◆ Work request ◆
Omitting all images, transcribe the listing word for word.

=== Section Start ===

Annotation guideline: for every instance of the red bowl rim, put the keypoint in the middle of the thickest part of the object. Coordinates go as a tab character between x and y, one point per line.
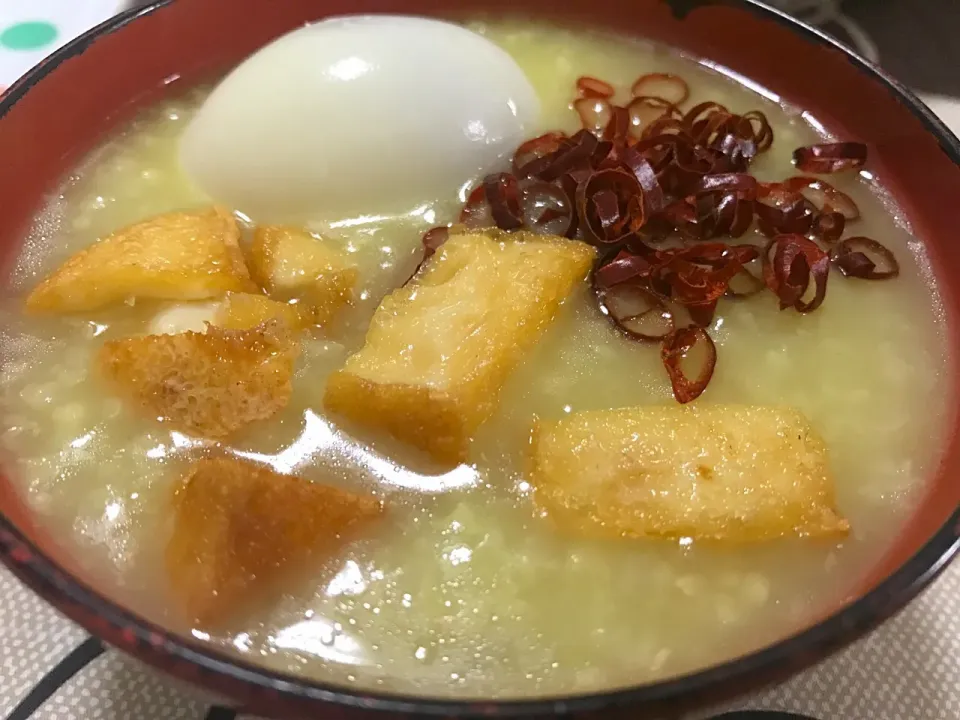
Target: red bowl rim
246	681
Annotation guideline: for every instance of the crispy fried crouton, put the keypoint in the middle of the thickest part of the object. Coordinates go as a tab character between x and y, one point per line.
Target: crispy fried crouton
720	472
177	256
439	349
205	384
292	264
242	311
240	528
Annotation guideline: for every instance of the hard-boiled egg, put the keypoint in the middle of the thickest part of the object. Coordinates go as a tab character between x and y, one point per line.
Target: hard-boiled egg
359	115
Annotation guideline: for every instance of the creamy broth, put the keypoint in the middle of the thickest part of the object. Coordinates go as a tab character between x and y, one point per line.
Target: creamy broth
463	590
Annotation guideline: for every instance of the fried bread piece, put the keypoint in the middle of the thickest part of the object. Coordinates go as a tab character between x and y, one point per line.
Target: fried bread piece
712	472
242	311
292	264
205	384
439	349
240	527
176	256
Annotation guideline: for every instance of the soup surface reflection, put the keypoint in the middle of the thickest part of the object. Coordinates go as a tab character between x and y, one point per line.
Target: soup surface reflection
462	589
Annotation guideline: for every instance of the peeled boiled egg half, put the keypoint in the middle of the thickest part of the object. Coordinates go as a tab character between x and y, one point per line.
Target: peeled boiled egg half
359	115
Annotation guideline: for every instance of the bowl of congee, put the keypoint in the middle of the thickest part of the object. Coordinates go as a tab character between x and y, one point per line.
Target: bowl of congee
488	359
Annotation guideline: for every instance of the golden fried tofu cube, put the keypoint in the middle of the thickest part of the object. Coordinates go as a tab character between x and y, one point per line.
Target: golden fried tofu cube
205	384
240	529
292	264
710	472
177	256
439	349
242	311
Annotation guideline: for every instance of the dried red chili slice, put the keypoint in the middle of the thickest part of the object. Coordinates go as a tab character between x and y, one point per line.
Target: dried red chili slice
666	86
827	158
534	149
865	258
823	195
791	263
675	349
637	311
503	194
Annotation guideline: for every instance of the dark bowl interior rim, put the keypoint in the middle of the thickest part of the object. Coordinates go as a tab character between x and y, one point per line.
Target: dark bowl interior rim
851	621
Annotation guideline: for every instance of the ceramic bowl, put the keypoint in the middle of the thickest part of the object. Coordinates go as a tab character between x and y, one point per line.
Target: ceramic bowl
62	108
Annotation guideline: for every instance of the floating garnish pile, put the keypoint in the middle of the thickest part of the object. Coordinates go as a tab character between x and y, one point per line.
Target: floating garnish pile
663	193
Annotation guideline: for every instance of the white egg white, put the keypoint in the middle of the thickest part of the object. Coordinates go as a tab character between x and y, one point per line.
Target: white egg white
359	115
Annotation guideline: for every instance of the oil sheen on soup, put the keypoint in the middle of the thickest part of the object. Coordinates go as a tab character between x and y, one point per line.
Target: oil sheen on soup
464	585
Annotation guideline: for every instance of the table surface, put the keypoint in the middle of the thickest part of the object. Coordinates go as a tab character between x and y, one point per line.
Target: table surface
907	670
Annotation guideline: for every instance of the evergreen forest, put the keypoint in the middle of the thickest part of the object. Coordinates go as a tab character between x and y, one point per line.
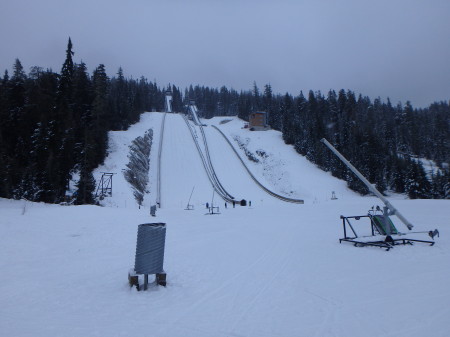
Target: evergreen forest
54	125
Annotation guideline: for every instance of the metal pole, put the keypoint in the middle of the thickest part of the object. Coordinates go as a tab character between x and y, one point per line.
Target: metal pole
370	186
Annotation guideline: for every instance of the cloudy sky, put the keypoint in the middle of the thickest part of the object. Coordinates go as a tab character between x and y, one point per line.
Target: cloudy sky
388	48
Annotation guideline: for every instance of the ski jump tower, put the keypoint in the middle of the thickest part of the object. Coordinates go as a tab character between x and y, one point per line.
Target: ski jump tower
168	101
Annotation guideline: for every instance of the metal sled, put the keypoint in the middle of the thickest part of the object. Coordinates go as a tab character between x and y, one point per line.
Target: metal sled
381	233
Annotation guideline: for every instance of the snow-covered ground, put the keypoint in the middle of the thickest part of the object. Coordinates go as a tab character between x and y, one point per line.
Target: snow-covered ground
273	269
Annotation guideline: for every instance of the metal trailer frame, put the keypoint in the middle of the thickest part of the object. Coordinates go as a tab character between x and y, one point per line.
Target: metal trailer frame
388	243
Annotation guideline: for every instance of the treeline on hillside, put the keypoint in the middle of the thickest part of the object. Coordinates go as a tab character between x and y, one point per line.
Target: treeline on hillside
383	141
55	125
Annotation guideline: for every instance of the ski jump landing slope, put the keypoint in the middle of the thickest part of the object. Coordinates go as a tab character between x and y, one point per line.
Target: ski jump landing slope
181	167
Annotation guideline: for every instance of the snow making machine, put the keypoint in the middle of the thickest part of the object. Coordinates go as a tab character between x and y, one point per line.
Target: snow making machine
381	231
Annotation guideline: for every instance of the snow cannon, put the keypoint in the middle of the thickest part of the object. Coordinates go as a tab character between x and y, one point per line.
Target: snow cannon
381	226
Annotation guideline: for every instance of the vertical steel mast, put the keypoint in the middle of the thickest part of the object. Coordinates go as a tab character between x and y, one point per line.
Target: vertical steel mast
371	187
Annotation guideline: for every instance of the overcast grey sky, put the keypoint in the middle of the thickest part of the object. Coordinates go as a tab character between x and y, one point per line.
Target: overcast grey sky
388	48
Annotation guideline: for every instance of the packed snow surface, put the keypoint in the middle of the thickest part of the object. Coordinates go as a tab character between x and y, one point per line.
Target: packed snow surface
272	269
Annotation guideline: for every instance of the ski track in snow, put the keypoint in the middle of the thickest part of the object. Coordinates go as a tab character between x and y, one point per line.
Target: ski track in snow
273	269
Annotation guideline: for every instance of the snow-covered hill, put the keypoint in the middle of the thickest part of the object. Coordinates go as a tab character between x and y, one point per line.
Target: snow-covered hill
272	269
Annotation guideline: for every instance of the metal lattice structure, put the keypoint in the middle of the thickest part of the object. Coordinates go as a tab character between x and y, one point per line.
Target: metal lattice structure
104	188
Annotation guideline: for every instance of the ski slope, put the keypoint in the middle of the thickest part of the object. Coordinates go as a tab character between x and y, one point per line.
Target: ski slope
272	269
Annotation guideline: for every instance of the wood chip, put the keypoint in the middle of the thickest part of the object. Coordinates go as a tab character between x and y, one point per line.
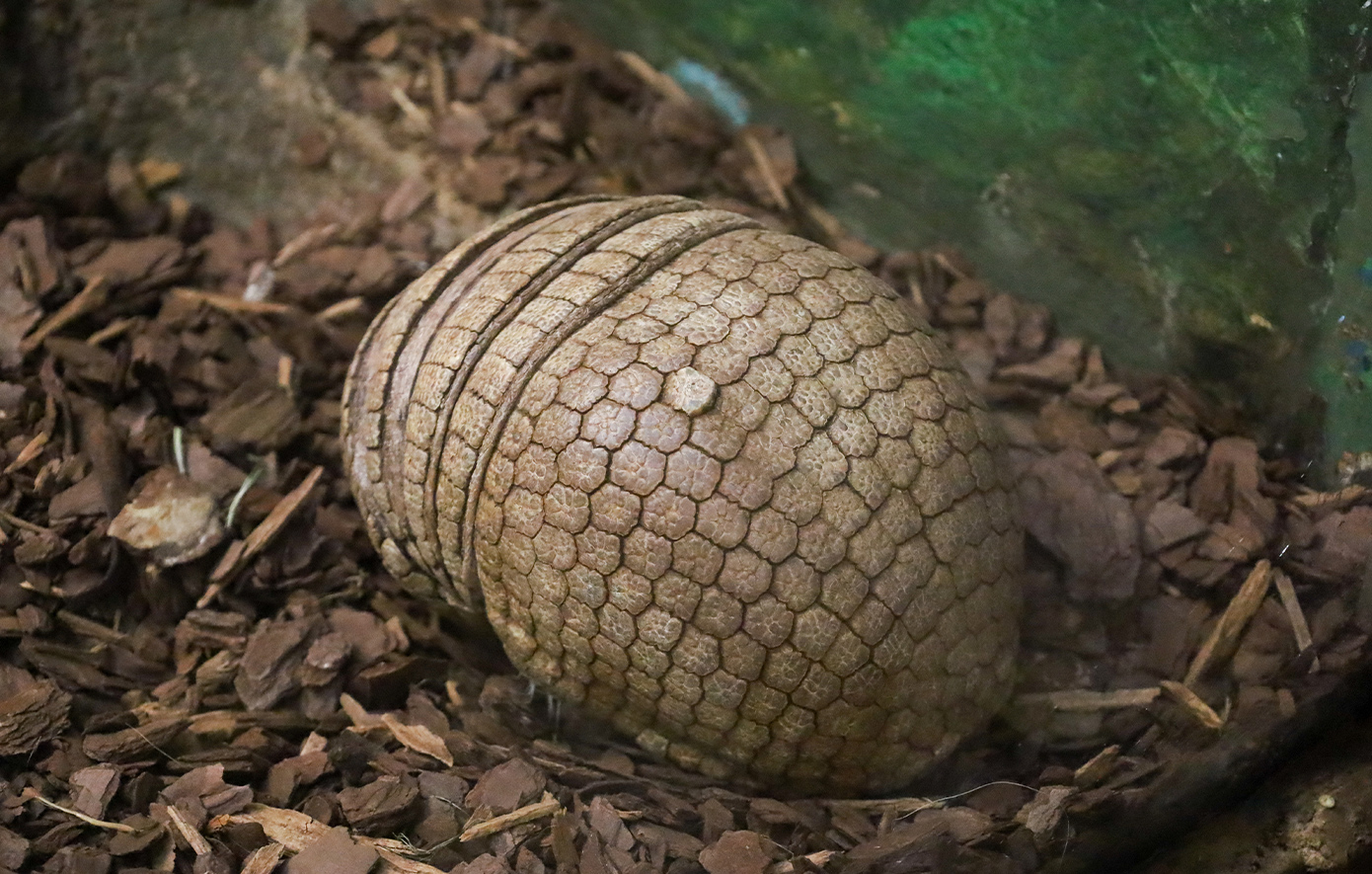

=== Section End ===

◆ Your response ◆
Annotation guideline: for every instance of the red bowl rim, put the keypoint in the middle of the thickest part of the object. Coordinates go as a tab character between x and y, one point per line.
Target: red bowl rim
246	681
Annotation guideline: for every instance of the crispy fried crouton, put the keypoint in the middle of the thickest part of the object. Coordinates go as a tab character between x and y, one point per line.
Target: crispy fried crouton
720	472
177	256
439	349
205	384
292	264
242	311
240	528
Annotation guideline: for every instance of the hard-boiled egg, put the keypoint in the middle of the thickest part of the object. Coordinates go as a tab character between x and y, one point per line.
Target: hard-boiled egg
359	115
Annotation guideline: for every instance of the creamy broth, put the keypoint in the middle of the thickest part of the object. Coordinates go as a tab character between x and y, one point per line.
Target: creamy broth
463	590
Annotation guideline: for every instance of the fried bread piece, put the keypoint in the middle of the thickest part of the object. Coordinates go as a tab character between x and y, one point per line.
Target: fried bread piece
712	472
242	311
292	264
205	384
439	349
240	527
176	256
Annotation guideline: for every instance of the soup surface reflection, put the keypoint in the middle of the thickest part of the object. Coordinates go as a tab character between x and y, one point per line.
Target: soup surface reflection
462	589
Annotation guideline: for every instance of the peeled boiled egg half, put the keypoint in the middle of the thickest part of the object. Coordinates go as a tab character between x and y, one point per line.
Target: peeled boiled egg half
359	115
Annotation guideline: for every instance of the bowl of congee, put the keypoint in the middle of the thickest part of the object. Coordinates go as a tab character between x and y, one point per line.
Target: bowl of congee
488	359
Annotation guideline: for every instance of the golden fried tofu cube, put the keypoint in the middle of the thickest part of the object. Coordinates go as a tab character between x and y, one point per line.
Target: golden fried tofu cube
205	384
240	529
292	264
710	472
177	256
439	349
242	311
Annotation guideline: for every instance of the dried red chili slice, put the keypoint in the middle of the thickest part of the object. Coordinates go as a tab character between x and y, one point per line.
Target: dried red chili slice
666	86
827	158
534	149
865	258
823	195
791	263
675	349
637	311
503	194
Annotation guideline: for every instance of the dark bowl interior rim, put the keypoint in the middle of the thickest part of the object. Coordinates go as a tab character between x and y, one point per line.
Target: dark bowl interior rim
851	621
Annotation guideline: for every instance of the ceramic bowl, put the keypoint in the middle of the thickest part of the object. Coordinates go as a tab character between x and y, one point per line.
Target: ceramic bowl
62	108
Annotation guideline: for every instance of the floating garnish pile, put the keypoint in the middle of the thickest part of the object. Coordinates go as a tab character between x and y, one point per line.
Target: floating garnish pile
663	193
Annotation guideline: for every instance of the white egg white, put the keypoint in the middle of the thickest part of the object. Coordinates go as a tab character between x and y, one point per line.
Target: white egg white
359	115
Annotation guideline: for every instance of the oil sheen on soup, put the keypoint in the middle of the thickest part of the object. Coordinates go as a tab character between x and y, one point per line.
Target: oil sheen on soup
464	585
Annotation guideline: for every instance of the table surface, put the keypoint in the middle of the thickest part of the object. Coordinates go as a tab character between x and y, one point per line.
Target: table surface
907	670
Annotation guideline: for every instance of the evergreen forest, put the keypoint in the middle of the thickest part of the object. Coordinates go as a tab character between x and y, one point per line.
Target: evergreen forest
54	125
Annotation guideline: for every instance of the metal pole, put the keypoint in the middle of the thickest part of the object. Coordinates go as a tab character between x and y, one point per line.
Target: metal pole
370	186
Annotation guideline: for every instance of the cloudy sky, put the keypoint in the middle of the thickest part of the object. Coordinates go as a tab character between x and y, one point per line.
Target: cloudy sky
388	48
Annotation guideline: for every instance of the ski jump tower, put the keypoint in the middle of the thickest part of the object. Coordinates go as a tab character between x and y, one point per line.
Target: ski jump tower
168	101
Annotation guideline: for every instance of the metal sled, put the keypoint in the middle of the thickest part of the object. Coordinates go as a tab character between x and y, one point per line.
Target: metal sled
381	233
Annotation guideline: for every instance of the snow-covered ground, put the keypoint in the middle of the thickest part of the object. Coordinates go as a tab character between x and y, one point per line.
Target: snow-covered ground
273	269
Annotation guideline: for every instance of the metal trailer frame, put the keypoint in the middle of the thickest part of the object. Coordinates go as a tab character between x and y, one point per line.
Target: metal trailer frame
388	243
Annotation guideline: for every instance of the treeline on hillside, put the keypoint in the middle of the thickest part of the object. Coordinates go as a tab character between x and y, one point per line.
Target: treeline on hillside
383	141
55	125
Annotation guideline: for every instance of the ski jump landing slope, put the keypoint in the middle of the thickest part of the object. Coordinates go as a tab character between x and y, one point per line.
Target: ski jump landing slope
181	167
Annotation guideline: for every instance of the snow making machine, put the keypoint in the middle of the thickest part of the object. Coordinates go as a tab character between x and y, one point per line.
Target: snow making machine
381	231
Annotation guideline: for every instance of the snow cannon, put the keypoint in the middle of the thickest part of the object. Coordinates go as a tab character between x and y, one point per line.
Target: snow cannon
381	226
Annotation guideline: for every instance of the vertical steel mast, put the keypoint in the middle of the thickest part of the object. Coordinates go as a tab character between x and y, one point per line.
Target: vertical steel mast
371	187
Annotation guideline: for every instance of the overcast grey sky, put the keypoint in the middle of the thickest part of the object. Coordinates go as a tab character between x and y, one point per line.
Target: overcast grey sky
388	48
Annotation guideline: for every instance of the packed snow surface, put the keypoint in the middle of the thickest part of the object. Coordinates go as a tab character between x and y, one point per line.
Target: packed snow surface
272	269
Annotation guideline: for every instance of the ski track in snow, put the keypoint in the middle of the thickest part of the object. Coordinates go as a tab character between x and y, one point per line.
Target: ski track in snow
273	269
Annotation guideline: for every instance of the snow-covered hill, put the keypoint in the middle of the thickest part of the object. Coordinates go as a tab character between x and y, one point per line.
Target: snow-covered hill
272	269
Annotation guideline: for every instance of the metal lattice structure, put the keypoint in the middle of the thickest part of the object. Coordinates go as a tab character between x and y, one point per line.
Target: metal lattice structure
104	188
Annotation guideline: for every instance of the ski slope, put the keypoint in the middle of the thickest part of the object. Coordinates go as a tab character between x and y, one point per line.
Target: ski slope
272	269
Annotation guideline: for every instance of the wood chip, put the keypoint in the middle of the thickest part of the object. Coordinates go as a tab character between x and y, one point per line.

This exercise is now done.